┌─ DATA LISTING

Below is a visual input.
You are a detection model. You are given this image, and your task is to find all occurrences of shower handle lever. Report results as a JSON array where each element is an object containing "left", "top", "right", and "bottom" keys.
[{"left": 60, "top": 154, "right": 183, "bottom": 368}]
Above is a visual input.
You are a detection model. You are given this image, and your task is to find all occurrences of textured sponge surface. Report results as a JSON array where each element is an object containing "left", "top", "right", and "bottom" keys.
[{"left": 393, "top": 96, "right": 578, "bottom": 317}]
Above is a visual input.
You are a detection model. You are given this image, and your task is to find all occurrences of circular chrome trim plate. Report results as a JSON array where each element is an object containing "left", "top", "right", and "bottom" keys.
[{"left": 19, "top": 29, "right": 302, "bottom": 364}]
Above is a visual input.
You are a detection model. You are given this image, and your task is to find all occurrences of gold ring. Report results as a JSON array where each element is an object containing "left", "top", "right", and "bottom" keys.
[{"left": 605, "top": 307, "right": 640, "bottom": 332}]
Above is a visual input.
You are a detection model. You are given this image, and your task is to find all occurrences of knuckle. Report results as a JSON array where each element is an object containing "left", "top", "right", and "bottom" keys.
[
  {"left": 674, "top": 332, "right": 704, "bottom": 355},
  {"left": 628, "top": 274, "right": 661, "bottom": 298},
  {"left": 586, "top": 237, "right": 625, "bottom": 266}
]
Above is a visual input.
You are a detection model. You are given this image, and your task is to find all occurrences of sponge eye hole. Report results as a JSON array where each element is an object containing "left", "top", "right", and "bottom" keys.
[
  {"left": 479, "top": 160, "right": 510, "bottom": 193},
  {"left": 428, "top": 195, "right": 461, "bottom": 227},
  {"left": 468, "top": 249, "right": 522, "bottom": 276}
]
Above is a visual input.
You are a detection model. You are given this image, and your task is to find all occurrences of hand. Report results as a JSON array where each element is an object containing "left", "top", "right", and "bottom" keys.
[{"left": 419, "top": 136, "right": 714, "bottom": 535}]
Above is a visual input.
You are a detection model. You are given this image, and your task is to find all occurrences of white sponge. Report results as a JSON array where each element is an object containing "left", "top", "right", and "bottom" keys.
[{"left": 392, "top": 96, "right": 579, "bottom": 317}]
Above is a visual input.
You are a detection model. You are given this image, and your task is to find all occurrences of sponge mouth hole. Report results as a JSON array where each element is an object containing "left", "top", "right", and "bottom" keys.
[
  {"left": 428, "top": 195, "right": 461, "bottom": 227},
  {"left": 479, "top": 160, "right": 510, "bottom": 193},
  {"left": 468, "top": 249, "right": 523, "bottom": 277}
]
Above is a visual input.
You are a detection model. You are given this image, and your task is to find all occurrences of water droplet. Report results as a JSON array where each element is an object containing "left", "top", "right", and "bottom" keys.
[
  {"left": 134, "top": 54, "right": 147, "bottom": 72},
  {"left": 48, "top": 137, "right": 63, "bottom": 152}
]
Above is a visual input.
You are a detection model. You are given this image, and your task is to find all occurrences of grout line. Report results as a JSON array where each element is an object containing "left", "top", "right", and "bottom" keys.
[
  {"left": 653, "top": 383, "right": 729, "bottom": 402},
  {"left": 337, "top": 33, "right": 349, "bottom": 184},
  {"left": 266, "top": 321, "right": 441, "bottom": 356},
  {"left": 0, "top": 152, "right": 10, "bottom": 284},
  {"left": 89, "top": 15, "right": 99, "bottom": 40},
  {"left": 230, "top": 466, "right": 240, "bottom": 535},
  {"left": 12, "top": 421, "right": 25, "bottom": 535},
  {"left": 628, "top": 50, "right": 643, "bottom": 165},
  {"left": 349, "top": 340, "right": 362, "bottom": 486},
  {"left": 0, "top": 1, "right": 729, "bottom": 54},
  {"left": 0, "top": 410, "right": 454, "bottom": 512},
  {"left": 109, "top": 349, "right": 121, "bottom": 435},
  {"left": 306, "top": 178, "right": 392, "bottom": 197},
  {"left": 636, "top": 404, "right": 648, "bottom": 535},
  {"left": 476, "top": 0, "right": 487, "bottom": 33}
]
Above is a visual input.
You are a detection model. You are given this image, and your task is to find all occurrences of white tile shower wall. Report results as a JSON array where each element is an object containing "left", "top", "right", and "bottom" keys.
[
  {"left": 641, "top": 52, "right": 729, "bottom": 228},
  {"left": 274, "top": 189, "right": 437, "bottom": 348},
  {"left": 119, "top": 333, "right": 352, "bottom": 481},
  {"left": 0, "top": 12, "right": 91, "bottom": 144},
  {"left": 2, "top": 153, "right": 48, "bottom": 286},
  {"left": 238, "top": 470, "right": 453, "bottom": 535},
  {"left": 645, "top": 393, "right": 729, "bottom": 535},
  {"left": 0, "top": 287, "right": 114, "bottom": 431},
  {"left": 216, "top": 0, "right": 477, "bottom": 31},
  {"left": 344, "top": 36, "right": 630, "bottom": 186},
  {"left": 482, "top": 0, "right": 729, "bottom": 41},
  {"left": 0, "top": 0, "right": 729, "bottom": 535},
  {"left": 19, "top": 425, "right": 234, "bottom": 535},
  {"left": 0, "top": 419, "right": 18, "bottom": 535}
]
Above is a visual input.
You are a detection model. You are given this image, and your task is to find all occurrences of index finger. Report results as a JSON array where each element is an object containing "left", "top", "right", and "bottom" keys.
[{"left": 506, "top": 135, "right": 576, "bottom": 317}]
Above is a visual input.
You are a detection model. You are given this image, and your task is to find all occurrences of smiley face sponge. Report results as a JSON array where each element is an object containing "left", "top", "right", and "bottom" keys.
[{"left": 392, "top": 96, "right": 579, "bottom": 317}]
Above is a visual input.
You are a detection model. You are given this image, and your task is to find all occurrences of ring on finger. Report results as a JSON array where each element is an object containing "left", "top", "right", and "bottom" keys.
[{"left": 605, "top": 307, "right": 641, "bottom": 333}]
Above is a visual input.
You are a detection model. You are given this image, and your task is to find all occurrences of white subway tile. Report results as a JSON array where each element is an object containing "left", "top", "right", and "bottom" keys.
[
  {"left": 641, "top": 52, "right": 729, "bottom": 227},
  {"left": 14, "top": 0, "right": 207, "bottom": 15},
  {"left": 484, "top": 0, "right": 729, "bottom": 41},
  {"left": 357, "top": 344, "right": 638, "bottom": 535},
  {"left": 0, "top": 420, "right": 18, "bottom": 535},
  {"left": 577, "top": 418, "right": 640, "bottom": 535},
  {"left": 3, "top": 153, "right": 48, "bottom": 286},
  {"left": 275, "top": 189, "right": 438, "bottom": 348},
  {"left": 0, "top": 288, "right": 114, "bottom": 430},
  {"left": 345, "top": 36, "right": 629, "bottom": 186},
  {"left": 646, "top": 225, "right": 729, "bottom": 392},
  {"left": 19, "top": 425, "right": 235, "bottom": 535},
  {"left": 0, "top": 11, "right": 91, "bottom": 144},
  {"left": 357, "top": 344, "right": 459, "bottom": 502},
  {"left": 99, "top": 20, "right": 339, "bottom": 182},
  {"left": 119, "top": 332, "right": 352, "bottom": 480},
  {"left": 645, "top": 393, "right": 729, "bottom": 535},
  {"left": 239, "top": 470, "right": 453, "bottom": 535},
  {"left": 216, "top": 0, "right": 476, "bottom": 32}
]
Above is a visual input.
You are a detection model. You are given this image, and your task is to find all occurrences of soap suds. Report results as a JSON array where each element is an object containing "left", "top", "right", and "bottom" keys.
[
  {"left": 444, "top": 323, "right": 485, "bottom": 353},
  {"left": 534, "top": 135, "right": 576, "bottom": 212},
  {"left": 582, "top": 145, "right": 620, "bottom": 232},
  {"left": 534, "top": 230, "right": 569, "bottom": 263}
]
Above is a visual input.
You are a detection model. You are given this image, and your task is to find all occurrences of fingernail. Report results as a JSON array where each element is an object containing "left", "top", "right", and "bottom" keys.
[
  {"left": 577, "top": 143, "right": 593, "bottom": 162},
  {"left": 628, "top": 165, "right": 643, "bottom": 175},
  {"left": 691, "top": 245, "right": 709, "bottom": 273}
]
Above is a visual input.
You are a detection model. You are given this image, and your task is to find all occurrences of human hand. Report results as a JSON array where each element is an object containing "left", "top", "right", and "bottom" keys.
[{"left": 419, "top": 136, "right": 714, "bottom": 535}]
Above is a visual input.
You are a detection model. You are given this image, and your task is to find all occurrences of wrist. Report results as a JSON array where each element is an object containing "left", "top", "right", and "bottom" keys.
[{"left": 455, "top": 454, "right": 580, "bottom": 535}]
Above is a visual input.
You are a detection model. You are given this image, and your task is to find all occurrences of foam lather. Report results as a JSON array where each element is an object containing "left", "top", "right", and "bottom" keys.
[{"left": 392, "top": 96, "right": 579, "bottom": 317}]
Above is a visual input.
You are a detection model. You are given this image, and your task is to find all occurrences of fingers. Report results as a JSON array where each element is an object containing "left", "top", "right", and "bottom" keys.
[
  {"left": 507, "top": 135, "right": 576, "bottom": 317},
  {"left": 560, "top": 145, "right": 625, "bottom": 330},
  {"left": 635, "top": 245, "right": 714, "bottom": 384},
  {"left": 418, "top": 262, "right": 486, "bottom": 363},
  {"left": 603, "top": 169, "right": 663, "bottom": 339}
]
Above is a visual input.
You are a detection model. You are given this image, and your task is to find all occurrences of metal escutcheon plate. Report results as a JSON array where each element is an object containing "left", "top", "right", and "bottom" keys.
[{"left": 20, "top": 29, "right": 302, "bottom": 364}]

└─

_TASK GOAL_:
Count the lines of the listing that contain the word "white".

_COMPLETED TASK_:
3